╭──
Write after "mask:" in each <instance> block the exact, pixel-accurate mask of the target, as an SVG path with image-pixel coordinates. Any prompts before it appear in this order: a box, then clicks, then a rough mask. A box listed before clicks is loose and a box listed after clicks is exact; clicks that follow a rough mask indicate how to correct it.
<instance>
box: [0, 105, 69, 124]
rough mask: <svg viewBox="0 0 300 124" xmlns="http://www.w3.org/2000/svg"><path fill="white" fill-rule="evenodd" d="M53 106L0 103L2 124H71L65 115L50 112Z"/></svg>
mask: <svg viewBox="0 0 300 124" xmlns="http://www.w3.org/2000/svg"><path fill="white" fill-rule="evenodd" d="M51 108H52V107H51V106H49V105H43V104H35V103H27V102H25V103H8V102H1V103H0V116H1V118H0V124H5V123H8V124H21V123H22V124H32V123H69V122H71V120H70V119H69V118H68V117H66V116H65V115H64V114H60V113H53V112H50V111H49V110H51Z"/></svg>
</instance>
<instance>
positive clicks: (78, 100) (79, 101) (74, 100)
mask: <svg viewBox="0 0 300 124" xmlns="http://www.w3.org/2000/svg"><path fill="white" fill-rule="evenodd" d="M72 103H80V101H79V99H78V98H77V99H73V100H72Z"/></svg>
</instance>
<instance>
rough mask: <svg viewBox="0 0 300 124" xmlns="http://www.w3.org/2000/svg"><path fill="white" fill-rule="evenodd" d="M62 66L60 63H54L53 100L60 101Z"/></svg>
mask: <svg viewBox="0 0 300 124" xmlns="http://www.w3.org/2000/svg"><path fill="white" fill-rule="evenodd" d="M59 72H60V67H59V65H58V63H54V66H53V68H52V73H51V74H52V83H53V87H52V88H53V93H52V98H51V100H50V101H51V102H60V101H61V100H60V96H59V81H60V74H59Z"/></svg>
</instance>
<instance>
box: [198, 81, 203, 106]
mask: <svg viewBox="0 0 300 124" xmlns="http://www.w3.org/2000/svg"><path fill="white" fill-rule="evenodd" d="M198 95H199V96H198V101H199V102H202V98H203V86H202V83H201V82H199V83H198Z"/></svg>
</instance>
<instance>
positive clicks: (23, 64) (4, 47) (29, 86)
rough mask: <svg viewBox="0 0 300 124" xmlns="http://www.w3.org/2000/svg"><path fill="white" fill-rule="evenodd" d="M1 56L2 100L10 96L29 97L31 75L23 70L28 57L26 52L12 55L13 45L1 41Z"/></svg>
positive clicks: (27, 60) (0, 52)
╰──
╭──
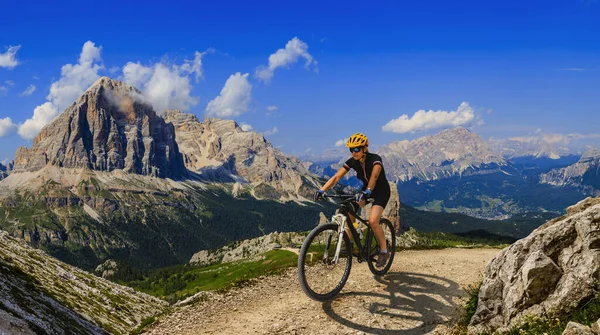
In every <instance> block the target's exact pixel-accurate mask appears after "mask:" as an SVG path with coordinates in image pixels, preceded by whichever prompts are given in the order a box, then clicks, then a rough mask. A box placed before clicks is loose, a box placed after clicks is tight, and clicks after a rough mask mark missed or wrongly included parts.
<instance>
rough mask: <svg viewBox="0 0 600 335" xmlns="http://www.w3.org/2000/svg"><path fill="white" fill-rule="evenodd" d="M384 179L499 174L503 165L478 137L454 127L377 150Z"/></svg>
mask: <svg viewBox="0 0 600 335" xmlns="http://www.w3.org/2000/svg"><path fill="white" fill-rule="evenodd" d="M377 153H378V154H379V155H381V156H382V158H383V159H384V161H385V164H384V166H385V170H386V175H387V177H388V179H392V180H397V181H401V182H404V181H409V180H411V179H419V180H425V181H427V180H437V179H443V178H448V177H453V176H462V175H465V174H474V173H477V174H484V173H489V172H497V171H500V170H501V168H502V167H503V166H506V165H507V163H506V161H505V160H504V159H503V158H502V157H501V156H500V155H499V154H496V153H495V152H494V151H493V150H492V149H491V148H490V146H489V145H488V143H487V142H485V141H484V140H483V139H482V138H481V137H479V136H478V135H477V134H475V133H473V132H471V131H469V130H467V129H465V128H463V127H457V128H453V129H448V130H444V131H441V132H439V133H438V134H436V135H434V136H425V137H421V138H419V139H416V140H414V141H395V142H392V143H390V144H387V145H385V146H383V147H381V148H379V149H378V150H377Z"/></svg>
╰──
#### [About this exercise]
Taking the entries above, write out exactly each line from the one holding "positive clicks: (78, 100)" to the one holding "positive clicks: (23, 64) (4, 47) (29, 86)", both included, and stop there.

#### [Written response]
positive clicks: (78, 100) (79, 101) (74, 100)
mask: <svg viewBox="0 0 300 124" xmlns="http://www.w3.org/2000/svg"><path fill="white" fill-rule="evenodd" d="M72 103H80V101H79V99H78V98H77V99H73V100H72Z"/></svg>
</instance>
<instance>
rough mask: <svg viewBox="0 0 300 124" xmlns="http://www.w3.org/2000/svg"><path fill="white" fill-rule="evenodd" d="M62 66L60 63H54L53 100L60 101Z"/></svg>
mask: <svg viewBox="0 0 300 124" xmlns="http://www.w3.org/2000/svg"><path fill="white" fill-rule="evenodd" d="M59 72H60V67H59V65H58V63H54V66H53V68H52V73H51V74H52V83H53V87H52V88H53V93H52V98H51V100H50V101H51V102H60V101H61V100H60V96H59V81H60V74H59Z"/></svg>
</instance>
<instance>
box: [198, 81, 203, 106]
mask: <svg viewBox="0 0 300 124" xmlns="http://www.w3.org/2000/svg"><path fill="white" fill-rule="evenodd" d="M198 95H199V96H198V101H199V102H202V98H203V86H202V83H201V82H199V83H198Z"/></svg>
</instance>
<instance>
positive clicks: (23, 64) (4, 47) (29, 86)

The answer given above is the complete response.